§ SUPPLIED DATA
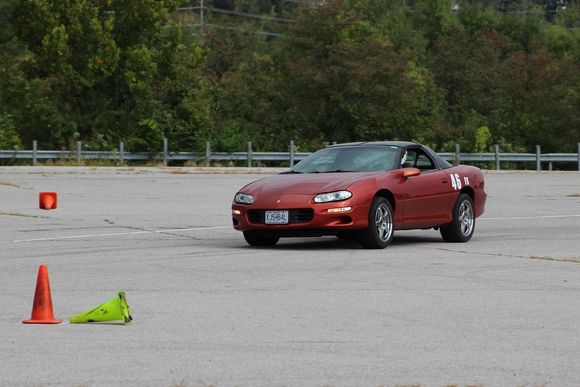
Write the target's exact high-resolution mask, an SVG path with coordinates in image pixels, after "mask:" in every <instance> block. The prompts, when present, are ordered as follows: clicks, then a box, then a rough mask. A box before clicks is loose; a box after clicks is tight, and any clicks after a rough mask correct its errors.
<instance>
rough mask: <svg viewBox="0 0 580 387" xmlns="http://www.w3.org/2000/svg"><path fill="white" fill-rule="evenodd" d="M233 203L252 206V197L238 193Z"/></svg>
mask: <svg viewBox="0 0 580 387" xmlns="http://www.w3.org/2000/svg"><path fill="white" fill-rule="evenodd" d="M234 201H235V202H236V203H241V204H252V203H254V197H253V196H252V195H248V194H244V193H241V192H238V193H237V194H236V196H235V198H234Z"/></svg>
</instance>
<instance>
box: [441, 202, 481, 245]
mask: <svg viewBox="0 0 580 387" xmlns="http://www.w3.org/2000/svg"><path fill="white" fill-rule="evenodd" d="M452 215H453V216H452V217H453V221H452V222H451V223H450V224H448V225H447V226H443V227H441V229H440V232H441V236H442V237H443V240H444V241H445V242H467V241H468V240H470V239H471V236H472V235H473V231H474V230H475V211H474V210H473V200H472V199H471V196H469V195H467V194H461V195H459V197H458V198H457V201H456V202H455V205H454V206H453V213H452Z"/></svg>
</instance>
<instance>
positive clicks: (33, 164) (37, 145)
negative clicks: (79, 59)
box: [32, 140, 580, 166]
mask: <svg viewBox="0 0 580 387" xmlns="http://www.w3.org/2000/svg"><path fill="white" fill-rule="evenodd" d="M578 145H579V146H580V144H578ZM37 156H38V142H37V141H36V140H34V141H32V165H36V164H37V162H38V161H37ZM578 166H580V161H579V162H578Z"/></svg>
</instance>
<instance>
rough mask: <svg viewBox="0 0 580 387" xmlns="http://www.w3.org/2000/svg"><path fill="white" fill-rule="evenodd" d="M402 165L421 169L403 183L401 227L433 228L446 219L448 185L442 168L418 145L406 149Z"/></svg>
mask: <svg viewBox="0 0 580 387" xmlns="http://www.w3.org/2000/svg"><path fill="white" fill-rule="evenodd" d="M404 166H410V167H414V168H418V169H420V170H421V174H420V175H418V176H414V177H410V178H408V179H407V180H406V181H405V182H404V183H403V187H402V190H403V197H404V200H403V203H404V204H403V205H404V208H403V228H421V227H434V226H437V225H439V224H442V223H446V222H448V221H450V219H451V218H450V217H451V200H452V199H451V195H452V187H451V184H450V183H449V176H448V174H447V173H446V172H445V170H441V169H438V168H437V167H436V164H435V163H434V161H433V159H432V158H431V157H430V156H429V155H428V154H427V153H426V152H425V151H424V150H422V149H421V148H410V149H407V159H406V162H405V165H404Z"/></svg>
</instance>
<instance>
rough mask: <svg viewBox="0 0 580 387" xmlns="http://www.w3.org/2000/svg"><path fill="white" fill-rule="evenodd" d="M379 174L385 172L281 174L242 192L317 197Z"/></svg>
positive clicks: (251, 184) (290, 173) (253, 183)
mask: <svg viewBox="0 0 580 387" xmlns="http://www.w3.org/2000/svg"><path fill="white" fill-rule="evenodd" d="M379 173H384V172H337V173H307V174H292V173H289V174H281V175H276V176H272V177H266V178H264V179H262V180H258V181H255V182H253V183H250V184H248V185H247V186H245V187H244V188H243V189H242V191H243V192H244V193H247V194H251V195H259V194H260V193H262V192H264V193H268V194H302V195H315V194H319V193H325V192H332V191H339V190H342V189H347V188H348V187H349V186H351V185H352V184H354V183H356V182H358V181H360V180H363V179H367V178H370V177H373V176H376V175H377V174H379Z"/></svg>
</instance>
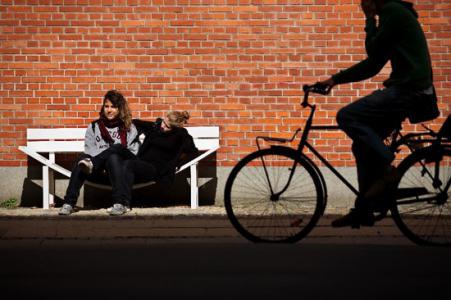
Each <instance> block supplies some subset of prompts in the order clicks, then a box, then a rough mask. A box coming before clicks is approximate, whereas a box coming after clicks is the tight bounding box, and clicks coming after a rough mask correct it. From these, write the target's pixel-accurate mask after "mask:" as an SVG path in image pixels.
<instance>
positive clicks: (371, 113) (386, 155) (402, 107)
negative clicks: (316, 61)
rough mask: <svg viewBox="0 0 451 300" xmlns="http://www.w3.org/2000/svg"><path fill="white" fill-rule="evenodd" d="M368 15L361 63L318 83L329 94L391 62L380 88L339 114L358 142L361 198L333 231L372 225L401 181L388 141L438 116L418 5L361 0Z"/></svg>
mask: <svg viewBox="0 0 451 300" xmlns="http://www.w3.org/2000/svg"><path fill="white" fill-rule="evenodd" d="M361 8H362V10H363V13H364V14H365V17H366V25H365V32H366V38H365V49H366V53H367V57H366V58H365V59H364V60H362V61H361V62H359V63H357V64H355V65H353V66H351V67H350V68H348V69H346V70H343V71H341V72H339V73H337V74H334V75H332V76H331V77H330V78H329V79H327V80H325V81H322V82H319V83H318V84H320V85H323V86H326V87H327V88H328V89H329V90H330V89H331V88H332V87H334V86H335V85H337V84H343V83H348V82H356V81H361V80H365V79H368V78H371V77H373V76H374V75H376V74H377V73H379V71H380V70H381V69H382V68H383V67H384V65H385V64H386V63H387V62H388V61H390V63H391V67H392V72H391V74H390V76H389V78H388V79H387V80H385V81H384V82H383V85H384V88H383V89H379V90H376V91H374V92H372V93H371V94H369V95H368V96H365V97H363V98H361V99H359V100H357V101H355V102H353V103H351V104H349V105H347V106H345V107H343V108H342V109H341V110H339V111H338V113H337V123H338V126H339V127H340V128H341V129H342V130H343V131H344V132H345V133H346V134H347V135H348V136H349V137H350V138H351V139H352V140H353V145H352V152H353V154H354V157H355V160H356V166H357V177H358V184H359V190H360V195H361V196H359V197H357V199H356V201H355V208H354V209H351V211H350V212H349V214H347V215H345V216H343V217H341V218H339V219H336V220H334V221H333V222H332V226H333V227H343V226H359V225H364V226H372V225H373V224H374V215H373V210H374V205H375V204H379V205H380V203H381V202H383V199H384V198H385V197H384V195H386V193H388V192H389V191H390V187H391V186H394V184H395V183H396V181H397V180H398V179H397V174H396V168H395V167H393V166H392V162H393V160H394V157H395V156H394V154H393V153H392V152H391V151H390V150H389V148H388V147H387V146H386V145H385V144H384V142H383V140H384V139H385V138H386V137H388V136H389V135H390V133H391V132H392V131H393V130H394V129H396V128H397V127H399V126H400V124H401V122H402V121H403V120H404V119H405V118H409V120H410V122H412V123H418V122H423V121H427V120H432V119H434V118H436V117H437V116H438V115H439V111H438V108H437V98H436V95H435V90H434V86H433V80H432V67H431V59H430V55H429V51H428V45H427V41H426V38H425V35H424V32H423V30H422V28H421V25H420V23H419V22H418V20H417V19H418V14H417V12H416V11H415V9H414V8H413V4H412V3H409V2H405V1H400V0H362V1H361Z"/></svg>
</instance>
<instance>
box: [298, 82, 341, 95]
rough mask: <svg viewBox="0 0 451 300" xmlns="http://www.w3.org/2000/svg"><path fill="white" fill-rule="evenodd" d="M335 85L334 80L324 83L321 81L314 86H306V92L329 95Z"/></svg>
mask: <svg viewBox="0 0 451 300" xmlns="http://www.w3.org/2000/svg"><path fill="white" fill-rule="evenodd" d="M334 85H335V82H334V81H333V79H332V78H329V79H327V80H324V81H319V82H317V83H315V84H313V85H305V86H304V92H307V91H310V92H313V93H317V94H321V95H327V94H329V93H330V90H331V89H332V87H333V86H334Z"/></svg>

§ WHAT TO PRODUCE
Search the listing above for lines containing "before", and copy them.

§ YOUR RESPONSE
Write the target's exact high-resolution mask, an SVG path with coordinates in image pixels, after "mask:" in every <instance> block. The prompts, when present, are ordered as follows: clicks, then a box, then a rough mask. A box before clicks is loose; a box after clicks is tight, and any clicks after a rough mask correct its errors.
Each <instance> block supplies some subset of prompts in the order clicks, then a box, then a rough mask. A box coming before clicks is approximate, whereas a box coming after clicks is the tight bounding box, and clicks coming after a rough mask correct it. From these, write the target's pixel-accurate mask after "mask:" as an SVG path in image pixels.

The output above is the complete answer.